■ TASK DIRECTIONS ■
Transcribe the part of the data that opens with the line containing "Category: green stem" and closes with the line containing "pixel 160 110", keeping both of those lines and omitting any pictures.

>> Start

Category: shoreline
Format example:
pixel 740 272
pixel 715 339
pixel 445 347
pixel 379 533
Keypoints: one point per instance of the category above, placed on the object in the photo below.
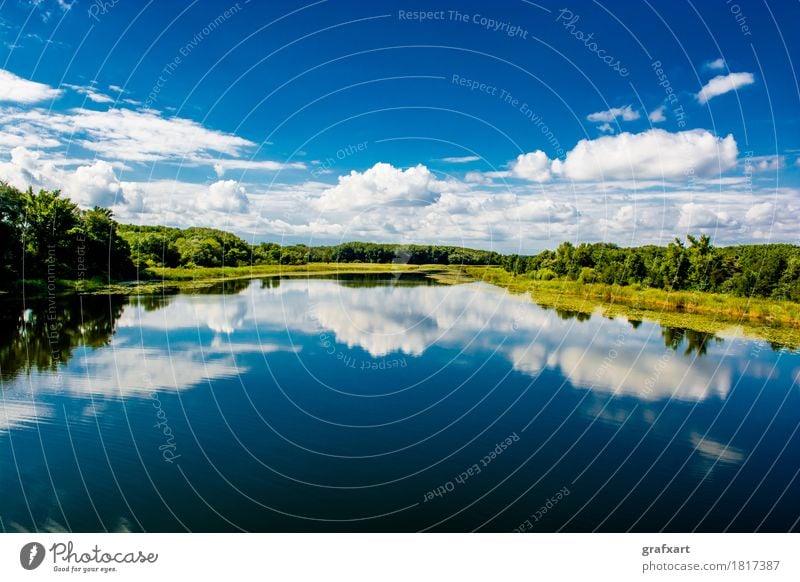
pixel 774 321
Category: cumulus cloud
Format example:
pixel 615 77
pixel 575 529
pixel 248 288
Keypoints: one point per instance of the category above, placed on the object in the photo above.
pixel 385 185
pixel 14 89
pixel 534 166
pixel 698 216
pixel 88 185
pixel 764 163
pixel 760 214
pixel 461 159
pixel 225 196
pixel 626 113
pixel 95 185
pixel 91 94
pixel 651 154
pixel 657 114
pixel 222 165
pixel 724 84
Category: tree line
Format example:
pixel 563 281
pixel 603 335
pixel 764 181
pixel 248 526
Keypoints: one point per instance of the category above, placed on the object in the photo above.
pixel 43 235
pixel 767 270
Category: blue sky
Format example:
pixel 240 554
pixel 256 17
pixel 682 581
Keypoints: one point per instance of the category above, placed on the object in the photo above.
pixel 510 125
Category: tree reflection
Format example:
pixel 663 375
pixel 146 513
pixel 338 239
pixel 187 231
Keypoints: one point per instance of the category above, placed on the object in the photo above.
pixel 696 341
pixel 43 333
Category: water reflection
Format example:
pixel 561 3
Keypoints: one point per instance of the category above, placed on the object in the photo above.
pixel 382 314
pixel 364 390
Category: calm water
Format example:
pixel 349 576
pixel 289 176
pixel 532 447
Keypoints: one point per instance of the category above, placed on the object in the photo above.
pixel 386 404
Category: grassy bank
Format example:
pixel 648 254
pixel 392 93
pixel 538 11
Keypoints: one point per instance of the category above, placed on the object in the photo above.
pixel 774 321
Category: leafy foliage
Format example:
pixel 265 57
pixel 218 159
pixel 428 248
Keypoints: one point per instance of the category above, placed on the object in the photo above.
pixel 771 271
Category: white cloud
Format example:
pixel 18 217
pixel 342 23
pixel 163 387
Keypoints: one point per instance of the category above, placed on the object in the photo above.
pixel 94 185
pixel 761 214
pixel 534 166
pixel 14 89
pixel 657 114
pixel 124 134
pixel 225 196
pixel 723 84
pixel 697 216
pixel 764 163
pixel 651 154
pixel 222 165
pixel 88 185
pixel 91 94
pixel 626 113
pixel 383 185
pixel 461 160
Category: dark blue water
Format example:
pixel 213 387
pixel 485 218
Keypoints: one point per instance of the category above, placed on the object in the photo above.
pixel 386 404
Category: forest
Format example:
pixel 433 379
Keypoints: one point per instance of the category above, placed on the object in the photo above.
pixel 46 236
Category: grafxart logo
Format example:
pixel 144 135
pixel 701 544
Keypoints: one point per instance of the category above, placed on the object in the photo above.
pixel 31 555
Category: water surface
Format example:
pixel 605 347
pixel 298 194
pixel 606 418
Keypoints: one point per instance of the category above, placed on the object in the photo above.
pixel 385 403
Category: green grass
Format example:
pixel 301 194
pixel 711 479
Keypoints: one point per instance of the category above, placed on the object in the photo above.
pixel 774 321
pixel 248 272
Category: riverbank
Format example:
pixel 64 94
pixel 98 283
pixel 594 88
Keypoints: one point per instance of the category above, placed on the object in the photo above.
pixel 158 280
pixel 771 320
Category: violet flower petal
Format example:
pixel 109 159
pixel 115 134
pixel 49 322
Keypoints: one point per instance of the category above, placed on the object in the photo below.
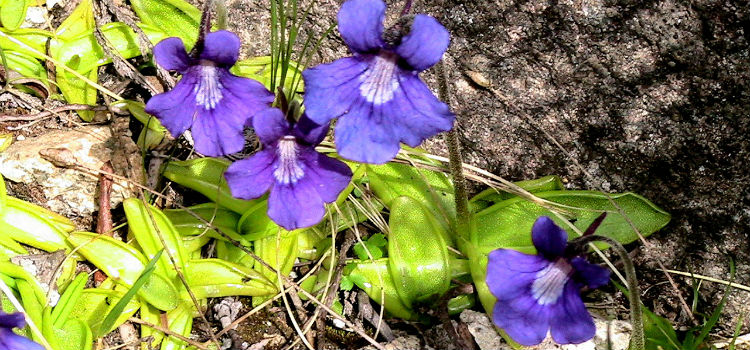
pixel 416 113
pixel 252 177
pixel 366 134
pixel 220 130
pixel 522 319
pixel 295 205
pixel 511 273
pixel 331 89
pixel 176 108
pixel 592 275
pixel 214 136
pixel 170 53
pixel 309 131
pixel 221 47
pixel 549 239
pixel 361 24
pixel 570 322
pixel 270 125
pixel 425 44
pixel 14 320
pixel 327 175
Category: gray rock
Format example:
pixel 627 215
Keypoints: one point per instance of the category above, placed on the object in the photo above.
pixel 644 96
pixel 70 187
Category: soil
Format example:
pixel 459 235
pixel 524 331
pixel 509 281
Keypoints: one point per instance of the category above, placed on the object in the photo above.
pixel 645 96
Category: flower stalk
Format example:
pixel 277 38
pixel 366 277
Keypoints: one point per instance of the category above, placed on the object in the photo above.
pixel 461 196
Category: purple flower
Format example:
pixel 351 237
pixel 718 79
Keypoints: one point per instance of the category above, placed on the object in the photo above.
pixel 540 293
pixel 377 92
pixel 10 340
pixel 300 179
pixel 215 104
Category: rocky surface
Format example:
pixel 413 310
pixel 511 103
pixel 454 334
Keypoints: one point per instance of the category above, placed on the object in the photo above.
pixel 644 96
pixel 58 170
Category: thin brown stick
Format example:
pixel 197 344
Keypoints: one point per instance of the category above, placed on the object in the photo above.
pixel 287 281
pixel 122 66
pixel 47 113
pixel 104 223
pixel 338 271
pixel 673 284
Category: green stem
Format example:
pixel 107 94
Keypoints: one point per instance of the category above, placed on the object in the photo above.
pixel 637 339
pixel 221 14
pixel 463 221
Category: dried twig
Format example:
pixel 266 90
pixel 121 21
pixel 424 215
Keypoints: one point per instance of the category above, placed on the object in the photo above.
pixel 123 14
pixel 104 218
pixel 122 66
pixel 168 332
pixel 337 273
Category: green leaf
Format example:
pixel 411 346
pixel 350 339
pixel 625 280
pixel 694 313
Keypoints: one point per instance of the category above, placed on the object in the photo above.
pixel 32 303
pixel 373 277
pixel 96 302
pixel 255 223
pixel 223 219
pixel 78 22
pixel 61 222
pixel 508 224
pixel 180 321
pixel 149 226
pixel 432 189
pixel 117 310
pixel 214 278
pixel 73 89
pixel 19 274
pixel 12 13
pixel 35 39
pixel 491 196
pixel 153 316
pixel 174 17
pixel 229 252
pixel 260 69
pixel 418 254
pixel 124 264
pixel 91 55
pixel 279 251
pixel 68 300
pixel 26 65
pixel 153 132
pixel 22 222
pixel 206 176
pixel 75 334
pixel 373 244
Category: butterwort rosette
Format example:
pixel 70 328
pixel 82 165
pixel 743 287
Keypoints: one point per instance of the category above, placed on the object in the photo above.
pixel 300 179
pixel 13 341
pixel 209 100
pixel 537 294
pixel 377 93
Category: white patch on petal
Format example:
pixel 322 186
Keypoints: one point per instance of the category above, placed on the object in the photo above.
pixel 550 282
pixel 289 170
pixel 380 81
pixel 208 90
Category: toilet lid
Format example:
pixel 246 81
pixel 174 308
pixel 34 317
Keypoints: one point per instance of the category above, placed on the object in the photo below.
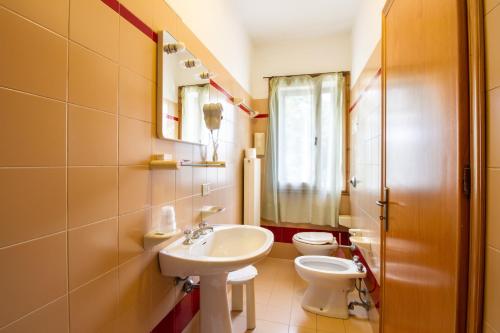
pixel 315 237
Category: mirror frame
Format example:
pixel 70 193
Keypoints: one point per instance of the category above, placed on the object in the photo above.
pixel 160 110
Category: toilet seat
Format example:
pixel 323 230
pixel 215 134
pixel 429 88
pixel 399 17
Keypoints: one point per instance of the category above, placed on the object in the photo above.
pixel 329 267
pixel 329 280
pixel 314 238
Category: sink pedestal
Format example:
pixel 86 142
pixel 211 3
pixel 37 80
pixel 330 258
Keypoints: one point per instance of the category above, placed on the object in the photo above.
pixel 214 307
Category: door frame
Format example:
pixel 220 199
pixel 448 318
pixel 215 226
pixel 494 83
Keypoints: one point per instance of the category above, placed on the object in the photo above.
pixel 477 201
pixel 477 219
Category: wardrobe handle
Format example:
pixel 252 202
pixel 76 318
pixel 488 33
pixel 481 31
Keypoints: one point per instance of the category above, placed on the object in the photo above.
pixel 385 208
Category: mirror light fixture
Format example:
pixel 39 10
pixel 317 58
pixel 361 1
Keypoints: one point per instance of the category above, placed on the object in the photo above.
pixel 191 63
pixel 172 48
pixel 206 75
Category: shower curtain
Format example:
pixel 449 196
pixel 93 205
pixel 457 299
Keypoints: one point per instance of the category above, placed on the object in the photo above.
pixel 305 149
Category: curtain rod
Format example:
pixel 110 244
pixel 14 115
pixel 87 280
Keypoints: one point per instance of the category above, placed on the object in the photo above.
pixel 313 74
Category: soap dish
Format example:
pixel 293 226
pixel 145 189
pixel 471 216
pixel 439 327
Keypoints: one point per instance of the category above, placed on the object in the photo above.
pixel 154 238
pixel 211 210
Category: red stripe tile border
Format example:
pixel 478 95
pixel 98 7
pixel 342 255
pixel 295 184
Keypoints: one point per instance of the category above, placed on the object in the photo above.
pixel 113 4
pixel 375 77
pixel 222 90
pixel 132 18
pixel 244 108
pixel 180 316
pixel 144 28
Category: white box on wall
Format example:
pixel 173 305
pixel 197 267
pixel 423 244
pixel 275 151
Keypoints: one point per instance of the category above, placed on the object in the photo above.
pixel 251 191
pixel 259 142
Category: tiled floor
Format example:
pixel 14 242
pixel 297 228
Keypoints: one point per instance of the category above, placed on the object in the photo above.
pixel 278 291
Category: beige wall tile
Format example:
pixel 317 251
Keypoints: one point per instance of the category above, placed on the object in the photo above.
pixel 183 176
pixel 135 188
pixel 22 70
pixel 93 79
pixel 33 130
pixel 52 318
pixel 92 194
pixel 199 178
pixel 492 296
pixel 492 208
pixel 492 27
pixel 163 186
pixel 101 34
pixel 137 51
pixel 132 228
pixel 135 294
pixel 136 96
pixel 53 17
pixel 33 274
pixel 33 203
pixel 92 137
pixel 94 307
pixel 492 123
pixel 135 142
pixel 93 250
pixel 184 213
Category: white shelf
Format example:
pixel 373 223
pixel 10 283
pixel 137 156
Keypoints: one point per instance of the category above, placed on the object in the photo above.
pixel 154 238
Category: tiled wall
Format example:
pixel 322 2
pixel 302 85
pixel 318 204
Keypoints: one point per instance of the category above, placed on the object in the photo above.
pixel 77 97
pixel 492 290
pixel 365 157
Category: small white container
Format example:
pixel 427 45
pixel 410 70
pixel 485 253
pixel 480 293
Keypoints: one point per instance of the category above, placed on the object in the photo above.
pixel 250 153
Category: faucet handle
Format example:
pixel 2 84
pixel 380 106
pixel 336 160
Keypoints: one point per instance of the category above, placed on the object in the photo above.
pixel 188 233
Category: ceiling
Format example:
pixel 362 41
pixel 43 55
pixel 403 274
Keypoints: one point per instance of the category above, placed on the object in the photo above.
pixel 274 20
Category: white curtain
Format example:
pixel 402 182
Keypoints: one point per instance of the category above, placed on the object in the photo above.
pixel 305 149
pixel 192 124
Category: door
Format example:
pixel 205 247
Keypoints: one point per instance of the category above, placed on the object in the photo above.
pixel 425 151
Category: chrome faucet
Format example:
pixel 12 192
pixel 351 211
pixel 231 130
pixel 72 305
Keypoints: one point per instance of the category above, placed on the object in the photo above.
pixel 203 229
pixel 188 233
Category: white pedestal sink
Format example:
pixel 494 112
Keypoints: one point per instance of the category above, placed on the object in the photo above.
pixel 212 257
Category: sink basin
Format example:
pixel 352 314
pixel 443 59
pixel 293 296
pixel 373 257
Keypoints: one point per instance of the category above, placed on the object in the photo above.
pixel 228 248
pixel 212 257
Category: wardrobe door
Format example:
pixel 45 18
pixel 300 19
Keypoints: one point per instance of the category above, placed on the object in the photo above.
pixel 425 151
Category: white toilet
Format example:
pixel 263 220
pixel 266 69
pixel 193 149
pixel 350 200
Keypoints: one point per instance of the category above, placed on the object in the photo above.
pixel 315 243
pixel 329 280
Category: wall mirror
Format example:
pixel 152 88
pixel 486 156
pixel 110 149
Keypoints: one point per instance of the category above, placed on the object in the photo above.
pixel 183 88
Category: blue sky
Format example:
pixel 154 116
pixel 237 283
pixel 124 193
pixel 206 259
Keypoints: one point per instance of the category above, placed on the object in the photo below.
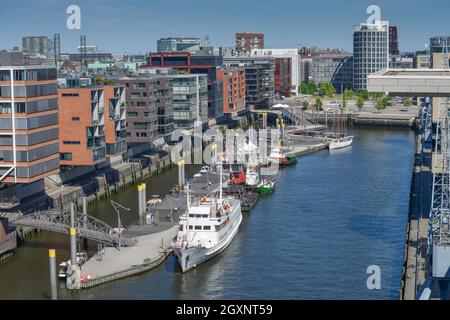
pixel 134 25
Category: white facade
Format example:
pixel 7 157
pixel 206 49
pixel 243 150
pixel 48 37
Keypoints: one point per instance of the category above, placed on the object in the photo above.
pixel 284 53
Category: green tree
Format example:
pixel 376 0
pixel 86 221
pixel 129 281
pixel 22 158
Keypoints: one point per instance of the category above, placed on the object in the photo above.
pixel 385 102
pixel 364 94
pixel 318 104
pixel 326 89
pixel 360 103
pixel 312 87
pixel 305 105
pixel 406 102
pixel 349 93
pixel 381 103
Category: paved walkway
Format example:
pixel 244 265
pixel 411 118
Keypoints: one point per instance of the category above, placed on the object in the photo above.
pixel 147 249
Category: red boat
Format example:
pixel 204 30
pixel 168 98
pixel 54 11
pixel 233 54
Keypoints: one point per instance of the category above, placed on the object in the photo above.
pixel 238 177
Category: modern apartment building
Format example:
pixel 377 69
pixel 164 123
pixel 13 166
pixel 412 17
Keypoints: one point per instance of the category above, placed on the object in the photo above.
pixel 421 60
pixel 234 89
pixel 39 45
pixel 282 77
pixel 370 51
pixel 174 44
pixel 246 42
pixel 92 124
pixel 438 45
pixel 29 149
pixel 333 68
pixel 393 41
pixel 190 100
pixel 401 61
pixel 149 107
pixel 199 63
pixel 259 79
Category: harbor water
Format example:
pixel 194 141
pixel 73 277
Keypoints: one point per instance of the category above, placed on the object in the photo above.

>> End

■ REPLY ■
Category: green stem
Format example:
pixel 107 94
Keypoints: one point per instance of the category above, placed on the object in the photo above.
pixel 637 339
pixel 221 14
pixel 463 221
Category: dried twig
Format example:
pixel 266 90
pixel 121 21
pixel 424 215
Keypoints: one point per instance of the category above, placed on the object in the photo above.
pixel 123 14
pixel 104 218
pixel 122 66
pixel 168 332
pixel 337 273
Category: green leaf
Format example:
pixel 411 346
pixel 350 339
pixel 625 280
pixel 694 313
Keypoints: one point per instance of the category above, placed on the object in the photo above.
pixel 32 303
pixel 373 277
pixel 96 302
pixel 255 223
pixel 223 219
pixel 78 22
pixel 61 222
pixel 508 224
pixel 180 321
pixel 149 226
pixel 432 189
pixel 117 310
pixel 214 278
pixel 73 89
pixel 19 274
pixel 12 13
pixel 35 39
pixel 491 196
pixel 153 316
pixel 174 17
pixel 229 252
pixel 260 69
pixel 418 254
pixel 124 264
pixel 91 55
pixel 279 251
pixel 68 300
pixel 26 65
pixel 153 132
pixel 22 222
pixel 206 176
pixel 75 334
pixel 373 244
Category: butterwort rosette
Format example:
pixel 70 328
pixel 82 165
pixel 743 287
Keypoints: one point per instance of the category above, placed on the object in the photo above.
pixel 300 179
pixel 13 341
pixel 209 100
pixel 537 294
pixel 377 93
Category: white patch on petal
Format example:
pixel 322 186
Keypoints: one point per instance of the category above, placed on the object in the photo above.
pixel 550 282
pixel 289 170
pixel 380 81
pixel 208 90
Category: toilet lid
Format example:
pixel 246 81
pixel 174 308
pixel 34 317
Keypoints: one point per instance of the category above, placed on the object in the photo below.
pixel 315 237
Category: mirror frame
Format example:
pixel 70 193
Keypoints: one point per instance of the category above, placed on the object in the photo above.
pixel 160 110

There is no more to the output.